Pur assumendo differenti forme a seconda dei contesti e delle condizioni, una ristrutturazione del Capitale e dello Stato è in corso ovunque nel mondo. Le frontiere nazionali si rivelano più che mai essere quello che sono sempre state: reti e mura per gestire la rivolta potenziale dei diseredati. Non è quindi un caso se di fronte alla contaminazione palese fra le diverse rivolte degli ultimi anni – una contaminazione che non si basa molto su condizioni analoghe, quanto piuttosto su una nuova immaginazione non-mediata della possibilità di sollevarsi, di un’altra vita – lo Stato insiste sul nazionalismo e sui sentimenti più reazionari: dai movimenti fascisti in ascesa nel continente europeo fino alla rinascita del patriottismo in paesi che hanno conosciuto una «primavera araba», dall’antimperialismo da due soldi di antichi funzionari come Chavez fino alla febbre per le squadre nazionali del pallone.
Ma invece di soffermarci ancora sui movimenti internazionali della reazione, concentriamoci piuttosto su quelli della rivolta e delle possibilità che aprono. Nel corso della rivolta del giugno 2013, in Brasile, gli insorti hanno urlato: «dopo la Grecia, dopo la Turchia, ora è la volta del Brasile!». Le rivolte che abbiamo conosciuto in questi ultimi anni hanno aperto uno spiraglio per farla finita con il qui ed il laggiù. I legami fra i differenti Stati nazionali in materia di repressione si sono certamente rafforzati con rapidità vertiginosa, ma questo non dovrebbe lasciarci attoniti o spaventarci. Vista la crescente instabilità sociale e l’intreccio globale delle economie e dei sistemi statali, si può immaginare che se qualcosa accade da qualche parte, ciò potrebbe avere delle conseguenze anche altrove. E questo movimento è già in corso nella stessa immaginazione, terreno particolarmente fertile per la rivolta. Si tratta adesso di far penetrare questa immaginazione anche nei nostri progetti di lotta e cogliere le occasioni che si presentano.

## Obiettivo A
Raccogli tutte le righe che contengono la stringa "each", rispettando maiuscole e minuscole.

## Righe estratte
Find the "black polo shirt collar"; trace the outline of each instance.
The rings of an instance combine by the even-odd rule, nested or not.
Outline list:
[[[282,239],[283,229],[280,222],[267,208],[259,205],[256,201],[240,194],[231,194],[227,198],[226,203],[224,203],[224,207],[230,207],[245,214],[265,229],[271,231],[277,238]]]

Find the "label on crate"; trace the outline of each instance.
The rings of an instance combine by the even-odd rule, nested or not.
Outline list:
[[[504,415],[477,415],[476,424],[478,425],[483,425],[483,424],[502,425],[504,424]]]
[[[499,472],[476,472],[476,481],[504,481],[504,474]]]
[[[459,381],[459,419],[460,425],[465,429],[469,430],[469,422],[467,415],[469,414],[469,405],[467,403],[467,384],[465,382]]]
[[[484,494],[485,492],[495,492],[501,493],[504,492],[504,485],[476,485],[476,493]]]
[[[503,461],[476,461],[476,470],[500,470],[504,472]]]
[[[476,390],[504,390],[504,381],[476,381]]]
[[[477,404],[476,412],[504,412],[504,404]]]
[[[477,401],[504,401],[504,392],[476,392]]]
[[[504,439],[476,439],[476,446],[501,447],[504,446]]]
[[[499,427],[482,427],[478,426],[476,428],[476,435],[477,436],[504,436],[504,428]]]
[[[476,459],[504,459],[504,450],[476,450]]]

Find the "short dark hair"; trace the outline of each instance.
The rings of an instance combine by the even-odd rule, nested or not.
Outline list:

## Obiettivo B
Spiega in una-tre frasi perché, secondo l'estratto, lo Stato insiste sul nazionalismo e sui sentimenti più reazionari.

## Risposta corretta A
Find the "black polo shirt collar"; trace the outline of each instance.
Find the "label on crate"; trace the outline of each instance.
Find the "short dark hair"; trace the outline of each instance.

## Risposta corretta B
Lo Stato lo fa di fronte alla contaminazione palese fra le diverse rivolte degli ultimi anni. Questa contaminazione si basa meno su condizioni analoghe che su una nuova immaginazione non-mediata della possibilità di sollevarsi, di un'altra vita. Le frontiere nazionali servono infatti da reti e mura per gestire la rivolta potenziale dei diseredati.